TEXT UNDER STUDY Start Marker

Sunday, May 08, 2011

Mom

Lovely Lady
    dressed in blue,
Teach me
    how to pray!
God was just
    your little Boy,
Tell me
    what to say!


Fayetteville is a village in Brown County, Ohio, founded in 1818 by an Irish immigrant named Cornelius McGroarty. You can see in this photo looking south, at the convergence of US 50 and US 68, what little there is to show for it. In 2000, the population was 372, but in 1950, it wasn't much less than that. If you look toward the horizon, you cannot see the farm where Dorothy Ann Rosselot was born and raised, but it's there.

She was a middle child, one of seven sisters and four brothers. She was driving a tractor and pitching hay when she was twelve, and no one ever accused her of shirking hard work. But when she finished high school, having just turned eighteen, she couldn't get away from the farm soon enough. She made her way to Dayton, where she took a job as a clerk at Wright-Patterson Air Force Base.

She did not escape without notice. You can see her here in the graduation picture, placed third in the top row, the salutatorian in a class of seventeen. If you look in the lower left hand corner, you will see a handsome young man who taught English and Latin -- when he wasn't driving the bus or refereeing basketball games; this was definitely a low-overhead enterprise -- a twenty-four year old ex-seminarian named Paul Alexander. A few weeks after graduation, he got up the nerve to ask her out on a date, swearing to this day that he harbored no such intentions while she was a student.

They were married two years later.

Did you lift Him up, sometimes,
Gently, on your knee?
Did you sing to Him the way
Mother does to me?

Did you hold His hand at night?

TEXT UNDER STUDY End Marker

**WHAT THE TASK ASKS:** Copy out the entire post titled "Mom," word for word. The records aren't needed for any of this.

DATA SHOWN Start Marker

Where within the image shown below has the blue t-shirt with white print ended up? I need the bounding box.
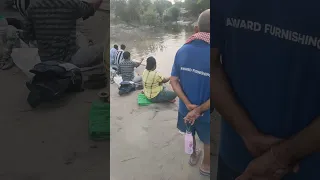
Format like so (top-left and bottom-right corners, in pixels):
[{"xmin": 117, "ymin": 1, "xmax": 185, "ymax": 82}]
[
  {"xmin": 171, "ymin": 40, "xmax": 210, "ymax": 123},
  {"xmin": 211, "ymin": 0, "xmax": 320, "ymax": 180}
]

DATA SHOWN End Marker

**EXERCISE ANSWER:**
Sunday, May 08, 2011

Mom

Lovely Lady
    dressed in blue,
Teach me
    how to pray!
God was just
    your little Boy,
Tell me
    what to say!


Fayetteville is a village in Brown County, Ohio, founded in 1818 by an Irish immigrant named Cornelius McGroarty. You can see in this photo looking south, at the convergence of US 50 and US 68, what little there is to show for it. In 2000, the population was 372, but in 1950, it wasn't much less than that. If you look toward the horizon, you cannot see the farm where Dorothy Ann Rosselot was born and raised, but it's there.

She was a middle child, one of seven sisters and four brothers. She was driving a tractor and pitching hay when she was twelve, and no one ever accused her of shirking hard work. But when she finished high school, having just turned eighteen, she couldn't get away from the farm soon enough. She made her way to Dayton, where she took a job as a clerk at Wright-Patterson Air Force Base.

She did not escape without notice. You can see her here in the graduation picture, placed third in the top row, the salutatorian in a class of seventeen. If you look in the lower left hand corner, you will see a handsome young man who taught English and Latin -- when he wasn't driving the bus or refereeing basketball games; this was definitely a low-overhead enterprise -- a twenty-four year old ex-seminarian named Paul Alexander. A few weeks after graduation, he got up the nerve to ask her out on a date, swearing to this day that he harbored no such intentions while she was a student.

They were married two years later.

Did you lift Him up, sometimes,
Gently, on your knee?
Did you sing to Him the way
Mother does to me?

Did you hold His hand at night?